▶ What you will do
Change "each instance" to "every instance" in the items starting at the line containing "Spot the sign shadow" and ending at the line containing "Spot the white t-shirt". Give those lines again with nothing else altered.

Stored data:

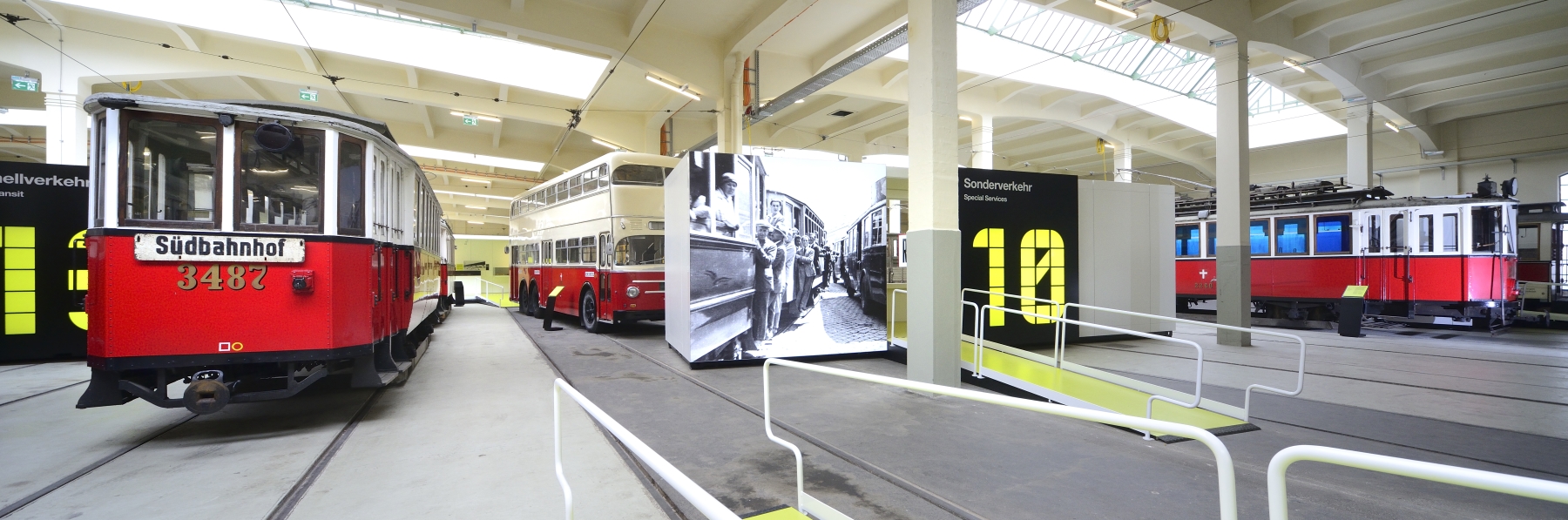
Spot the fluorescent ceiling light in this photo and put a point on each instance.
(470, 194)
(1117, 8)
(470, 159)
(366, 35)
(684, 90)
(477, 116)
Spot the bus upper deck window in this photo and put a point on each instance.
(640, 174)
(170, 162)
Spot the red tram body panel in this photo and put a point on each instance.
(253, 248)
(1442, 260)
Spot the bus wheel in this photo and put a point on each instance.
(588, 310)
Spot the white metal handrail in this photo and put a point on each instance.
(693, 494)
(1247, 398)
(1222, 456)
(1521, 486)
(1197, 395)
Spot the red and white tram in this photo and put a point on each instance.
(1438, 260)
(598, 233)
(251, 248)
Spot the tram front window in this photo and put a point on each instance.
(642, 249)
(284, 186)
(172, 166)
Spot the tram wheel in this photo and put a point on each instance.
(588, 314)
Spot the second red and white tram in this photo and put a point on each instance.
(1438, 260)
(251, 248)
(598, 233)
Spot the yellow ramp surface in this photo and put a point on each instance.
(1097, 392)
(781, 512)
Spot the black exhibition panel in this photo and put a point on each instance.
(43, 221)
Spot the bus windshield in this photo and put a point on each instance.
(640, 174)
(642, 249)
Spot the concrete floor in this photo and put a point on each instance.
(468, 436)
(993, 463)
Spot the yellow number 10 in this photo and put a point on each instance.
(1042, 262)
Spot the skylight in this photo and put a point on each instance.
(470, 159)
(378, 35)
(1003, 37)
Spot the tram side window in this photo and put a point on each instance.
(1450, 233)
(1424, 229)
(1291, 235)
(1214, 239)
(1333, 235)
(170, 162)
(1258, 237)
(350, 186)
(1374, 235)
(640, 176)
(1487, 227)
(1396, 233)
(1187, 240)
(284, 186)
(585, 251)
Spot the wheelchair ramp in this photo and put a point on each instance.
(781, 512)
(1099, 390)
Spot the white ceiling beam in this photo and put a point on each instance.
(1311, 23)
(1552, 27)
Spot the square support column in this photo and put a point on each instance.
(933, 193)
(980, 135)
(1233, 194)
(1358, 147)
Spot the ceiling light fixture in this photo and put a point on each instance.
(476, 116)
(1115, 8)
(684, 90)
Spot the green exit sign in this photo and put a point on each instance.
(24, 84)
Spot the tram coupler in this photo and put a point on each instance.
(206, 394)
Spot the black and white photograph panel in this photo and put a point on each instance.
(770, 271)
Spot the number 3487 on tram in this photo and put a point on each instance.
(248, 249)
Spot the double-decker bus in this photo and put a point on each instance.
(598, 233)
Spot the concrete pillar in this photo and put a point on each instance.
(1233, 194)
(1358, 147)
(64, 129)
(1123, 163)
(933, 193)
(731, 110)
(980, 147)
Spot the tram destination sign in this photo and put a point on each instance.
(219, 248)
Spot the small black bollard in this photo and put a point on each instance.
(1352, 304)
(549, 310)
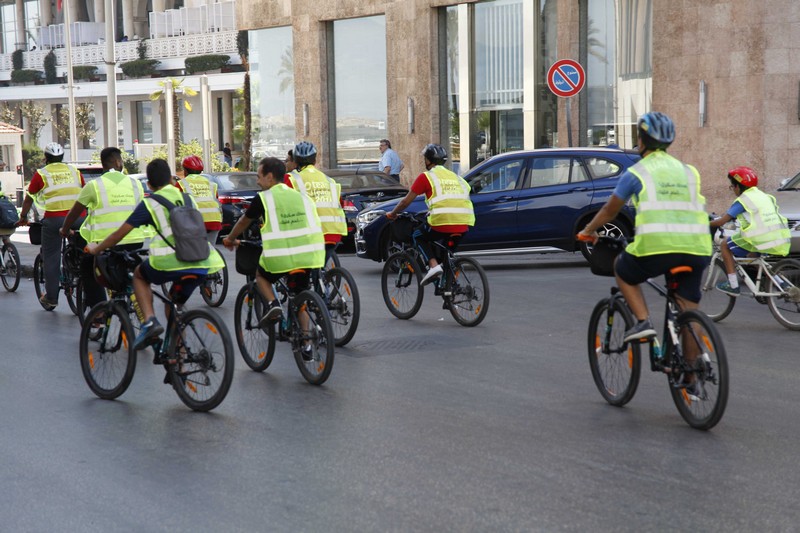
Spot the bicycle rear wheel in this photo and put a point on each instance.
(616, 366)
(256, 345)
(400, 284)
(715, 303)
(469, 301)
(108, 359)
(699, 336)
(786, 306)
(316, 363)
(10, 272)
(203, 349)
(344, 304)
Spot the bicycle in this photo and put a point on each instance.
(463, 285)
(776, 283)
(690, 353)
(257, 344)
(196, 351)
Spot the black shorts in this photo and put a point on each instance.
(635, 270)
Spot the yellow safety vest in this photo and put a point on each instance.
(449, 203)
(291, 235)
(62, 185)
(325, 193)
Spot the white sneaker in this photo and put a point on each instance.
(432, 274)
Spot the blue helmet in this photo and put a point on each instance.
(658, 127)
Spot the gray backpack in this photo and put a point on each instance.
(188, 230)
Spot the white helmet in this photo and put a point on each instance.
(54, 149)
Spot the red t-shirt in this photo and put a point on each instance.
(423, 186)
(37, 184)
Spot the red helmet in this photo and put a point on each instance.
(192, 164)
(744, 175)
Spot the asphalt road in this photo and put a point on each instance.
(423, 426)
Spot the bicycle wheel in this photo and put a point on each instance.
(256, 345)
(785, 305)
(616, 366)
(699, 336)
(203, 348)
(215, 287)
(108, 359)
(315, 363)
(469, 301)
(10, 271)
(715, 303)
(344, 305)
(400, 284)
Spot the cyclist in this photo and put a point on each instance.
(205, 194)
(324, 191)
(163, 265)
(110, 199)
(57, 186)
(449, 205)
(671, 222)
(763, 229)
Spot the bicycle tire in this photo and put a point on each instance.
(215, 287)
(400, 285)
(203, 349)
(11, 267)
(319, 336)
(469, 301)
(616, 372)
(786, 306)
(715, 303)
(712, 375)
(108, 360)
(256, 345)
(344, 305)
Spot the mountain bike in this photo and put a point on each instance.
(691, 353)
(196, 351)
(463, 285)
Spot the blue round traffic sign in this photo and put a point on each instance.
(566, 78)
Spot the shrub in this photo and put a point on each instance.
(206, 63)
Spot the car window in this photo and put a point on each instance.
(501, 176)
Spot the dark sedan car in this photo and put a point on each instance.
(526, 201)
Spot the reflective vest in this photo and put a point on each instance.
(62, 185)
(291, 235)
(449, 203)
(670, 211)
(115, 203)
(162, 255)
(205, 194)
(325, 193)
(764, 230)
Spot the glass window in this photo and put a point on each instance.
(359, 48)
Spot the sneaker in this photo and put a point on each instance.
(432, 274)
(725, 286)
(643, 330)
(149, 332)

==

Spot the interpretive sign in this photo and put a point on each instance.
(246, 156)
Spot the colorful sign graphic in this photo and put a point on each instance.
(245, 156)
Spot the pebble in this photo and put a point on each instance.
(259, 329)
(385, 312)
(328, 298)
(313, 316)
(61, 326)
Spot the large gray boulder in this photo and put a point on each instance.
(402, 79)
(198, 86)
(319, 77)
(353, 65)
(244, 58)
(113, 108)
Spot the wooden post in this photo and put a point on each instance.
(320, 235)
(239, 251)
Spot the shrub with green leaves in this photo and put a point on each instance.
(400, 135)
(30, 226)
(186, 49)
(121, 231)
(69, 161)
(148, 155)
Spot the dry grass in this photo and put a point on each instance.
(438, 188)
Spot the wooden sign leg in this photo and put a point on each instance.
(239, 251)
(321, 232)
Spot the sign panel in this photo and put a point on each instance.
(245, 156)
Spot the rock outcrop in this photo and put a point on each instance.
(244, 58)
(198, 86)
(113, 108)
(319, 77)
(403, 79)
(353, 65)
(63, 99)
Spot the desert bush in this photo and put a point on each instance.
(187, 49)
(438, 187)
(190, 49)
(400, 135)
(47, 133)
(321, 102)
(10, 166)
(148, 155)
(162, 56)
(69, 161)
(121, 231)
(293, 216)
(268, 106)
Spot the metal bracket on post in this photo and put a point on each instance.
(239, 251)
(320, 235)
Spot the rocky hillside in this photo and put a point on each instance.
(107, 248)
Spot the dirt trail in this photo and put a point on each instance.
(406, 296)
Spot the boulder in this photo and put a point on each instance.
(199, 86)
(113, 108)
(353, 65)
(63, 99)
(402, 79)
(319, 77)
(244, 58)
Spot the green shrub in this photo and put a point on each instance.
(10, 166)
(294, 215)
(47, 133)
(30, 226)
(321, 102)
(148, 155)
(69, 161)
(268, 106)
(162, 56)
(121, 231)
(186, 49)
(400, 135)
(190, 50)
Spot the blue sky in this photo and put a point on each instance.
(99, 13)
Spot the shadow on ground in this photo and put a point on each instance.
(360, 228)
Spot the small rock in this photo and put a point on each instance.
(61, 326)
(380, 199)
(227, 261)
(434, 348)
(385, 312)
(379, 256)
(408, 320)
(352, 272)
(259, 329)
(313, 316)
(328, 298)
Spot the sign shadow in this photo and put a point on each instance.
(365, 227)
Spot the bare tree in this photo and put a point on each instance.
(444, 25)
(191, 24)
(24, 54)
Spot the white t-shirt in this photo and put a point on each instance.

▶ Expected answer
Spot the sign shadow in this photo and put a point on every instance.
(365, 227)
Spot the bare tree in this photo and put a point on every instance.
(444, 25)
(191, 24)
(24, 54)
Spot the white t-shirt in this photo and put a point on every instance.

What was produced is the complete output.